> _Text excerpt_
>>>>>

In the CAR, rebels supporting Francois Bozize recently took control of the capital Bangui, forcing President Patasse to take refuge in Cameroon. Francois Bozize has declared himself Head of State and suspended the constitution. Rebels will now have control over the CAR's diamond mines, which can be exploited to finance this coup and maintain control over the country.

"Since rebels have seized power and overthrown a legitimate government, the Central African Republic is now in violation of the Kimberley Process and should be banned from trading in diamonds until constitutional rule is re-established," said Corinna Gilfillan, Campaigner with Global Witness. "This situation is a real test of whether the Kimberley Process is doing its job effectively or is merely a rubber-stamping exercise."

The CAR is a participant of the Kimberley Process, an international agreement working to eliminate the trade in conflict diamonds through the establishment of an international diamond certification scheme. As a participant, the CAR is required to create and implement regulations to prevent diamonds from being used by rebel groups to overthrow legitimate governments and fuel conflicts. Participants of the Kimberley Process, consisting of 64 countries, are not allowed to trade in diamonds with non-participants.

<<<<<

> _Problem set_
1. According to the passage about the Central African Republic, how many countries make up the participants of the Kimberley Process?
2. Please return the lines in the records word for word, starting with the line containing "the person wearing" and going on through the line containing "[125,240,160,336]".
The records that come next have no connection to the passage about the Central African Republic.

> _Record excerpts_
>>>>>

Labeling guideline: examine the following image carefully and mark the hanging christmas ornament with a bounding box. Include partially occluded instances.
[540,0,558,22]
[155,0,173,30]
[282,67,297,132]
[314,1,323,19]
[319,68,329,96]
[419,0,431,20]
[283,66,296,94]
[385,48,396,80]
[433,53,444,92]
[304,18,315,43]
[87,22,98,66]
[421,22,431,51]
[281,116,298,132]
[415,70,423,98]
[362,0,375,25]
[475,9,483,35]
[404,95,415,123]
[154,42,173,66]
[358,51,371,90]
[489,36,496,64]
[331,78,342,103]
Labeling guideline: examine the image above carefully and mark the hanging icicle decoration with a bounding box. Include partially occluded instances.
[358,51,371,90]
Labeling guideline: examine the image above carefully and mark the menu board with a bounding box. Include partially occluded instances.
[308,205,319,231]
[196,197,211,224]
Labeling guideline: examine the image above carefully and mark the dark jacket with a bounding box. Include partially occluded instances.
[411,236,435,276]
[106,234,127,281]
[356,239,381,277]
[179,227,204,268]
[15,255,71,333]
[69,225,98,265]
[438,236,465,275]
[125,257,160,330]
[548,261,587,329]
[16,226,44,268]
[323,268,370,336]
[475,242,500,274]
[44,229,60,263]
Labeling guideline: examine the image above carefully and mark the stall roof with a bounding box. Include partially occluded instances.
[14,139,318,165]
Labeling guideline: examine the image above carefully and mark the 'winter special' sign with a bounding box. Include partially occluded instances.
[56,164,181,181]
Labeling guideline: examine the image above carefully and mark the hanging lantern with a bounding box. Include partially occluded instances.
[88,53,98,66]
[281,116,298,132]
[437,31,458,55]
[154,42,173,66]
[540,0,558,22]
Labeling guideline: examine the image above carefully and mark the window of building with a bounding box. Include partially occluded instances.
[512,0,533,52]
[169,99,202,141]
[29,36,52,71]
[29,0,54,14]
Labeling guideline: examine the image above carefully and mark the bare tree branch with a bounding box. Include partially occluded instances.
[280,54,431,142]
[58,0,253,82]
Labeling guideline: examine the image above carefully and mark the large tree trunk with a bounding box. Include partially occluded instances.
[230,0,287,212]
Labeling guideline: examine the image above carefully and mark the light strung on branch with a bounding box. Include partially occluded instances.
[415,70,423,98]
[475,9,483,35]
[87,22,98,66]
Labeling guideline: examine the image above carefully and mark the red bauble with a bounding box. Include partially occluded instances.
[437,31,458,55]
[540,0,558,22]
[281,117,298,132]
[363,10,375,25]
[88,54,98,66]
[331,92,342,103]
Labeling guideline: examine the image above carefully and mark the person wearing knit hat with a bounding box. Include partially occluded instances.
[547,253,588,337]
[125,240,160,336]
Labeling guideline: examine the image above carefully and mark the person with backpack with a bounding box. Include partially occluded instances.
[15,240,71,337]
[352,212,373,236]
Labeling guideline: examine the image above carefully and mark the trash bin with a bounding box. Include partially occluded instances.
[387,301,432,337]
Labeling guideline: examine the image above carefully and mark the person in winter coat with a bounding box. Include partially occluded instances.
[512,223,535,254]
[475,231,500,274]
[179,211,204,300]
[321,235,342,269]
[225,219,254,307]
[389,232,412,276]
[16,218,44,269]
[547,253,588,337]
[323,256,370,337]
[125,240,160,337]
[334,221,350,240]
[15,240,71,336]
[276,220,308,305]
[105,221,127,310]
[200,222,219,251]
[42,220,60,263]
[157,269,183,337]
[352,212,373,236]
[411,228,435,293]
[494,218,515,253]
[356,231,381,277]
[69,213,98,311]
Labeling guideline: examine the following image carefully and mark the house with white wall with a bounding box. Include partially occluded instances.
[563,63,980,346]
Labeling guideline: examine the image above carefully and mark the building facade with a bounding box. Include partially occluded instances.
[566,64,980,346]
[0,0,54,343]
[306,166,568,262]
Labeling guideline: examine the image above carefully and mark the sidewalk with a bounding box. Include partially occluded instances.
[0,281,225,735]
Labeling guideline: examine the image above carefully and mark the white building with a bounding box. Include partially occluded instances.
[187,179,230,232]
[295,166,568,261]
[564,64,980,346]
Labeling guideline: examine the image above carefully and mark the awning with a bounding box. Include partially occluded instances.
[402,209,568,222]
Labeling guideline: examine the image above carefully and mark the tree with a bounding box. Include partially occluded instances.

<<<<<

> _Responses to the tasks_
1. 64 countries.

2.
Labeling guideline: examine the image above carefully and mark the person wearing knit hat with a bounding box. Include partially occluded instances.
[547,253,588,337]
[125,240,160,336]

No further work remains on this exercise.